● What this exercise asks
A - Answer these questions from the text on tumor thrombus lesions below:
(i) What share of the patients had tumor/thrombotic lesions that extended into their lung parenchymal tissue?
(ii) About what share of the cases with lesions in the left atrium were associated with consciousness disturbance?
(iii) What does TGF-β promote in cancer patients?
B - Decide whether each statement agrees with the text on tumor thrombus lesions below. Answer yes or no, and quote the words of the text that settle it.
(i) The pathogenesis is generally vascular thrombotic complications rather than parenchymal metastases.
(ii) The text gives two possible mechanisms that can cause ischemic strokes.
(iii) CT scans allowed detection of obvious tumor thrombus lesions in the left atrium in more than 20% of the patients.

● Text section
In more than 20% of our patients, the CT scans allow detection of obvious tumor thrombus lesions in the left atrium. About 45% of these cases were associated with consciousness disturbance. Nearly 60% of the patients died after a loss of consciousness. Tumor/thrombotic lesions can travel from the pulmonary veins through the left atrium and left ventricle and enter the brain circulation [13]. However, the pathogenesis is generally parenchymal metastases, rather than vascular thrombotic complications [30]. There are two possible mechanisms that can cause ischemic strokes. One is associated with thromboembolic phenomenon, where hypercoagulability of cerebral veins or arteries occurs. The route of the blockage may be related to the metastatic process. The other mechanism is the association of strokes with paradoxical embolisms [16, 17, 31]. More than 60% of patients had tumor/thrombotic lesions that extended into their lung parenchymal tissue. EMT and inflammatory cytokines have been associated with cancer metastasis and therapy resistance [1015]. TGF-β promotes heterogeneity and drug resistance in cancer patients, where tumor-initiating stem cells often escape cancer therapies [14, 32].

● Study material
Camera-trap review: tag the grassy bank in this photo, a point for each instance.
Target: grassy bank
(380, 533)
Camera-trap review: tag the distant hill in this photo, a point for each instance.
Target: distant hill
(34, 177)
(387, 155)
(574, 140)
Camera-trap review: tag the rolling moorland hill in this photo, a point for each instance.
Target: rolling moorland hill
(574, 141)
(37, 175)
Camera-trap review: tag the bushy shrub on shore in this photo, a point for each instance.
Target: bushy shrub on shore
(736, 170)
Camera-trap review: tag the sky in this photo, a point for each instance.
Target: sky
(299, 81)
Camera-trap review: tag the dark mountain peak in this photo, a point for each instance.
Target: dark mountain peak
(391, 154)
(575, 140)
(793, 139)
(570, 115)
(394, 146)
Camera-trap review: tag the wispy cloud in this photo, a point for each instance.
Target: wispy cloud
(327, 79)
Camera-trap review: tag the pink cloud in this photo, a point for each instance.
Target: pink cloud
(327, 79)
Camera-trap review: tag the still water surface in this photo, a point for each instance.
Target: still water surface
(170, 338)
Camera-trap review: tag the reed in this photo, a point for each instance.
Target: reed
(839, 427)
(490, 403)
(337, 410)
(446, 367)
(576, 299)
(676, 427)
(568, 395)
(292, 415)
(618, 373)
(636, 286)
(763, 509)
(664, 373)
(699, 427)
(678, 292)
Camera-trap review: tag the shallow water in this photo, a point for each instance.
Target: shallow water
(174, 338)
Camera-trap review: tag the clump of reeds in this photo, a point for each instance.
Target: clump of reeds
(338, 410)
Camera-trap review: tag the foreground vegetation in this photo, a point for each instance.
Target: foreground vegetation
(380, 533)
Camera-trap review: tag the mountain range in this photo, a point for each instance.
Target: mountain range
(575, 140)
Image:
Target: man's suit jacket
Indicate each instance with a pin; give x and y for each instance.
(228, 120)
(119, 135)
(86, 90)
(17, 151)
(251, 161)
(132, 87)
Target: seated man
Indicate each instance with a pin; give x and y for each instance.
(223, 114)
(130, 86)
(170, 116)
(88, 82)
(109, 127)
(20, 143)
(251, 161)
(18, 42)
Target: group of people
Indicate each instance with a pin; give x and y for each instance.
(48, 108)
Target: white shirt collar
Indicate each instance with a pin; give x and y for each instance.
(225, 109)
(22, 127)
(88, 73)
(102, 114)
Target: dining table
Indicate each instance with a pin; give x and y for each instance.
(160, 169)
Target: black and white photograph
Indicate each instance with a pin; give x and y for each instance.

● Answers to the exercise
A -
(i) More than 60%
(ii) About 45%
(iii) Heterogeneity and drug resistance

B -
(i) No: "the pathogenesis is generally parenchymal metastases, rather than vascular thrombotic complications"
(ii) Yes: "There are two possible mechanisms that can cause ischemic strokes."
(iii) Yes: "In more than 20% of our patients, the CT scans allow detection of obvious tumor thrombus lesions in the left atrium."